**TEXT SEGMENT**:
━━━━━━━━━━━━━━━━

A Catastrophic Breakup

A Scientific Look at Catastrophic Plate Tectonics

by Dr. Andrew A. Snelling on March 20, 2007
Featured in Answers Magazine

When you look at a globe, have you ever thought that the earth looks cracked? Or, maybe the continents have reminded you of a giant jigsaw puzzle, with the coastal lines of South America and Africa seeming to fit together almost perfectly.

But what did this “puzzle” of land masses look like in the past? Was the earth one big continent long ago? What caused the continents to move to their present locations? How did the global Flood of Noah’s day impact the continents?

Global investigations of the earth’s crust reveal that it has been divided by geologic processes into a mosaic of rigid blocks called “plates.” Observations indicate that these plates have moved large distances relative to one another in the past, and that they are still moving very slowly today. The word “tectonics” has to do with earth movements; so the study of the movements and interactions among these plates is called “plate tectonics.” Because almost all the plate motions responsible for the earth’s current configuration occurred in the past, plate tectonics is an interpretation or model of what geologists envisage happened to these plates through earth’s history (Figure 1).

Global catastrophe

As hot mantle rock vaporizes huge volumes of ocean water, a linear column of supersonic steam jets shoot into the atmosphere. This moisture condenses in the atmosphere and then falls back to the earth as intense global rain.

Slow-and-Gradual or Catastrophic?

Most geologists believe that the movement of the earth’s plates has been slow and gradual over eons of time. If today’s measured rates of plate drift—about 0.5–6 in (2–15 cm) per year—are extrapolated into the past, it would require about 100 million years for the Atlantic Ocean to form. This rate of drift is consistent with the estimated 4.8 mi3 (20 km3) of magma that currently rises each year to create new oceanic crust.1

On the other hand, many observations are incompatible with the idea of slow-and-gradual plate tectonics. Drilling into the magnetized rock of the mid-ocean ridges shows that a matching “zebra-striped” pattern of the surface rocks does not exist at depth, as Figure 2 implies.2 Instead, magnetic polarity changes rapidly and erratically down the drill-holes. This is contrary to what would be expected with slow-and-gradual formation of the new oceanic crust accompanied by slow spreading rates. But it is just what is expected with extremely rapid formation of new oceanic crust and rapid magnetic reversals during the Flood.

Figure 1: Cross-sectional view of the earth

Figure 1: Cross-sectional view of the earth

Figure 1: Cross-sectional view through the earth. The general principles of plate tectonics theory may be stated as follows: deformation occurs at the edges of the plates by three types of horizontal motion—extension (rifting or moving apart), transform faulting (horizontal shearing along a large fault line), and compression, mostly by subduction (one plate plunging beneath another).

Figure 2: Magnetic reversals

Figure 2: Magnetic reversals Figure 2: Magnetic reversals Figure 2: Magnetic reversals

Figure 2: The magnetic pattern on the left side of the ridge matches the pattern on the right side of the ridge. Note there are “bands” of normally magnetized rock and “bands” of reversely magnetized rock. This sequence of illustrations shows how the matching pattern on each side of the mid-ocean ridge may have formed. In the Catastrophic Plate Tectonic model, the magnetic reversals would have occurred rapidly during the Flood.

━━━━━━━━━━━━━━━━

**GIVEN TASK**: Can you return, word for word, the part of the plate tectonics article that begins at "Global catastrophe" and stops after "intense global rain."?

━━━━━━━━━━━━━━━━

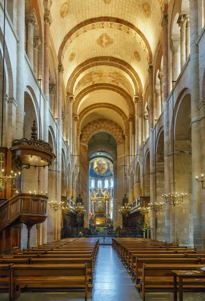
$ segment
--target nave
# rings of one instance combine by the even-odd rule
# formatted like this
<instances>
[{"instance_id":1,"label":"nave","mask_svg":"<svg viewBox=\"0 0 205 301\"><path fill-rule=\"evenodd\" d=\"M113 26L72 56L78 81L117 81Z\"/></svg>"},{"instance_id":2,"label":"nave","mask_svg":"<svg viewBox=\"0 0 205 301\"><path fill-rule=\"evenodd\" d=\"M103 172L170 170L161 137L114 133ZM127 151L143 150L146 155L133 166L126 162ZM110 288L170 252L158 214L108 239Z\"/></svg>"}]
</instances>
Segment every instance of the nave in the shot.
<instances>
[{"instance_id":1,"label":"nave","mask_svg":"<svg viewBox=\"0 0 205 301\"><path fill-rule=\"evenodd\" d=\"M65 243L66 244L65 244ZM152 264L150 264L149 265L149 261L152 260L154 263L156 263L157 262L158 265L161 265L160 266L162 267L161 269L164 268L164 267L168 265L168 262L170 264L168 266L170 266L171 263L172 267L173 267L170 268L170 269L172 269L174 266L174 269L176 268L178 269L183 268L183 269L187 270L188 268L188 264L189 264L188 266L191 266L190 265L190 261L192 261L193 262L191 268L195 269L196 266L197 266L197 264L196 263L196 259L197 260L198 259L198 256L200 256L201 257L202 257L202 253L200 254L198 252L197 252L194 249L186 248L186 250L184 251L184 248L177 245L166 244L166 243L157 242L156 241L154 242L150 240L143 239L140 240L138 239L114 239L112 240L112 246L111 245L100 245L98 249L98 242L96 242L96 241L90 241L90 240L89 241L89 239L80 239L76 240L70 240L69 241L68 240L67 240L67 241L64 240L58 242L50 243L46 246L39 246L38 251L42 253L41 254L38 253L37 255L35 255L36 250L34 248L33 248L30 251L28 250L26 251L25 250L24 251L24 254L22 252L20 254L16 254L16 255L14 254L12 255L13 258L12 258L12 256L10 254L10 256L6 255L6 254L4 255L2 255L0 260L0 268L2 267L4 260L6 260L6 257L8 260L10 261L10 262L16 261L14 265L16 265L16 268L18 267L18 264L20 264L19 266L21 265L22 267L22 265L20 264L20 260L22 260L22 264L24 260L26 260L25 258L26 256L28 257L28 256L30 256L32 252L33 253L32 256L34 257L33 258L30 257L30 264L32 264L32 266L34 266L34 264L38 264L38 263L39 264L40 261L42 261L42 264L44 264L46 260L47 261L50 260L50 264L52 264L56 265L60 263L60 260L65 260L66 256L68 256L66 264L70 264L71 262L72 261L72 264L74 265L76 263L78 264L80 260L82 261L82 263L86 261L88 262L88 258L86 259L84 257L88 257L88 256L86 255L86 255L84 255L82 257L82 253L86 254L86 253L88 254L90 252L90 247L88 248L88 245L90 245L90 246L92 244L94 246L93 251L94 261L94 280L92 288L92 285L90 285L90 282L89 282L89 291L88 294L87 300L88 301L102 301L104 300L106 301L112 301L114 300L116 301L124 301L124 300L140 301L143 299L143 296L142 296L142 293L138 292L138 290L136 288L135 284L136 284L136 282L138 283L138 281L136 281L136 277L138 279L142 278L140 275L142 274L143 269L142 268L139 268L142 265L141 264L141 265L139 265L138 275L136 276L137 272L136 266L130 260L130 254L131 253L133 253L136 257L138 257L138 260L140 265L140 262L142 261L144 262L146 262L146 267L148 268L148 267L152 265ZM54 247L55 244L58 246L56 247ZM58 246L60 244L61 244L61 245ZM144 251L142 250L142 248L140 246L142 244L144 245L142 247ZM52 245L53 247L52 250L49 250L49 245ZM80 250L82 248L80 245L82 246L84 245L84 251ZM165 249L164 247L164 245L166 245L166 248L168 249L168 250ZM74 245L76 246L75 247ZM159 250L160 246L161 249L160 250ZM76 251L76 254L75 256L73 255L70 255L69 256L69 252L70 252L70 254L72 254L71 252L74 253L74 251L73 250L74 250L74 247L76 249L78 248L78 250ZM47 253L44 255L43 253L46 248L47 249ZM151 248L152 250L150 251ZM178 253L175 252L176 250L177 250ZM148 255L150 252L150 253L152 253L152 258L148 258L150 256ZM186 256L184 256L184 254L182 253L184 252L186 252ZM26 254L26 252L28 253L28 255ZM53 253L52 256L52 253ZM80 258L80 253L82 255L81 258ZM140 253L142 253L141 255ZM158 254L157 257L156 253ZM62 255L62 254L64 255ZM142 255L144 258L142 258ZM58 256L58 263L56 262L56 259L54 258L55 256L56 257ZM60 257L61 259L60 259ZM72 257L74 258L72 258ZM162 257L164 257L164 259ZM176 259L177 257L178 257L178 259ZM194 258L195 257L196 260L194 261ZM120 258L121 258L122 261ZM202 263L204 258L202 258L201 259ZM32 262L32 260L33 262ZM128 264L128 260L129 262ZM162 261L160 262L162 260L163 260L164 264ZM178 261L178 262L177 262ZM179 261L180 262L180 265L179 265ZM182 263L183 261L184 262ZM36 261L39 262L38 262ZM194 261L195 265L194 264ZM202 266L202 265L200 264L200 260L198 260L198 266ZM124 265L122 263L124 263ZM26 264L26 261L24 263ZM182 264L183 264L185 265L182 268ZM163 266L162 265L162 264ZM28 268L29 269L29 266L28 267L28 266L27 266ZM32 267L32 265L30 265L30 266ZM130 272L130 271L132 270L132 266L133 267L132 272L132 271ZM194 266L195 267L194 267ZM155 268L156 268L156 265ZM178 267L177 268L177 267ZM46 269L46 266L44 266L44 267ZM60 274L60 270L62 269L62 265L60 266L58 265L58 271L57 272L58 274L56 274L56 275ZM30 274L30 272L28 272L27 278ZM90 275L89 273L90 272L89 268L88 269L88 274ZM158 277L156 273L157 272L156 272L156 275L154 275L152 278L156 276ZM134 277L132 277L132 273L134 275ZM52 277L52 275L50 275L50 276ZM165 277L166 276L164 275L164 279ZM36 278L37 277L36 277L36 280L37 280ZM48 277L46 278L48 278ZM156 278L154 278L154 282L155 279L156 279ZM2 280L2 278L0 278L0 280ZM26 282L25 277L23 280L24 281L24 285L27 284L28 282ZM45 279L45 281L46 280L48 279ZM53 301L54 300L55 301L66 301L67 300L82 301L85 299L85 293L84 289L82 289L82 291L80 291L79 290L78 291L76 288L73 287L72 288L70 287L70 290L68 291L68 288L64 287L64 289L62 288L60 289L59 287L58 288L56 286L57 278L55 285L54 284L54 287L52 288L50 288L50 289L45 289L44 287L44 288L43 282L40 282L38 280L37 281L38 281L38 283L40 283L40 287L38 287L36 285L35 288L32 287L32 288L28 288L28 289L22 289L22 291L20 296L17 297L18 301L27 301L28 300L30 301ZM163 285L163 281L162 277L161 282L160 285L162 287ZM31 283L30 281L30 283ZM154 285L156 284L154 284ZM30 286L29 285L28 286ZM20 286L22 288L23 288L23 285L20 285ZM158 289L157 290L156 289L151 289L148 290L146 289L146 298L144 299L146 301L156 301L156 300L158 301L172 301L174 297L172 290L172 288L168 290L166 290L166 291L162 288L160 291ZM198 289L198 291L196 292L184 291L184 301L192 301L192 300L197 301L204 300L205 292L202 291L202 289L199 291ZM0 291L0 300L8 301L8 292L2 292L2 291ZM15 299L15 297L14 299Z\"/></svg>"}]
</instances>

━━━━━━━━━━━━━━━━

**OUTPUT BELOW**:
Global catastrophe

As hot mantle rock vaporizes huge volumes of ocean water, a linear column of supersonic steam jets shoot into the atmosphere. This moisture condenses in the atmosphere and then falls back to the earth as intense global rain.